# WHAT THE EXERCISE ASKS
Copy the data below word for word, starting at the line that contains "Find the tall" and continuing to the end of the data. Leave out the pictures.

# RECORDED DATA

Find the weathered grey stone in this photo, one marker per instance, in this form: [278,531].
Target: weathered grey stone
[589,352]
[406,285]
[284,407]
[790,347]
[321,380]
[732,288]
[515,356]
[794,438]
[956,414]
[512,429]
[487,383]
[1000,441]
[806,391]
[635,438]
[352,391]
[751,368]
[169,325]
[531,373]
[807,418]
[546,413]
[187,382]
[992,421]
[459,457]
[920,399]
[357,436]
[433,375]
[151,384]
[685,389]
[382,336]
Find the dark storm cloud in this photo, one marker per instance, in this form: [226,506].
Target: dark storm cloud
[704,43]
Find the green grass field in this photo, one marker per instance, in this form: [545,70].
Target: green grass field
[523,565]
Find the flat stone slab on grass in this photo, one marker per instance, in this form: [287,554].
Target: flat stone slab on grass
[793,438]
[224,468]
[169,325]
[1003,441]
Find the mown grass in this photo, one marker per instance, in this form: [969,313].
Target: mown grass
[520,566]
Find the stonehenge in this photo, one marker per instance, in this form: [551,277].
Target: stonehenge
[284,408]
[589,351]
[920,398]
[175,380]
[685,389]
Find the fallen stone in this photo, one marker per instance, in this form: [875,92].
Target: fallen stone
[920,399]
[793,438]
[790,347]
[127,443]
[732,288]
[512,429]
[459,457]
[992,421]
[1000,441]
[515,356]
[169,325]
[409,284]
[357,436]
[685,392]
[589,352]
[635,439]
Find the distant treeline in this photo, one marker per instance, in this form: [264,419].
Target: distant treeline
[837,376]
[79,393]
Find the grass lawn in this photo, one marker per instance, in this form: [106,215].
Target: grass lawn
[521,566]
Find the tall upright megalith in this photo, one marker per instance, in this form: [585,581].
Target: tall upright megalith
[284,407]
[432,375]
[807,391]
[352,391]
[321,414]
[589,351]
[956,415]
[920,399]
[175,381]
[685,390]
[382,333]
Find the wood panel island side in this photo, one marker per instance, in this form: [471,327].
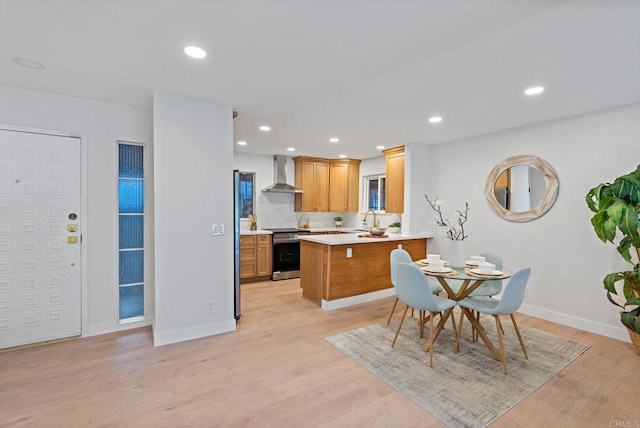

# EXERCISE ANSWER
Find the tall upright megalith in this photo, one marker per instance, in this form: [585,581].
Target: tall upright megalith
[284,407]
[432,375]
[807,391]
[352,391]
[321,414]
[589,351]
[956,415]
[920,399]
[175,381]
[685,390]
[382,333]
Find the wood panel island side in this photo, one marker per instance, in this form: [471,327].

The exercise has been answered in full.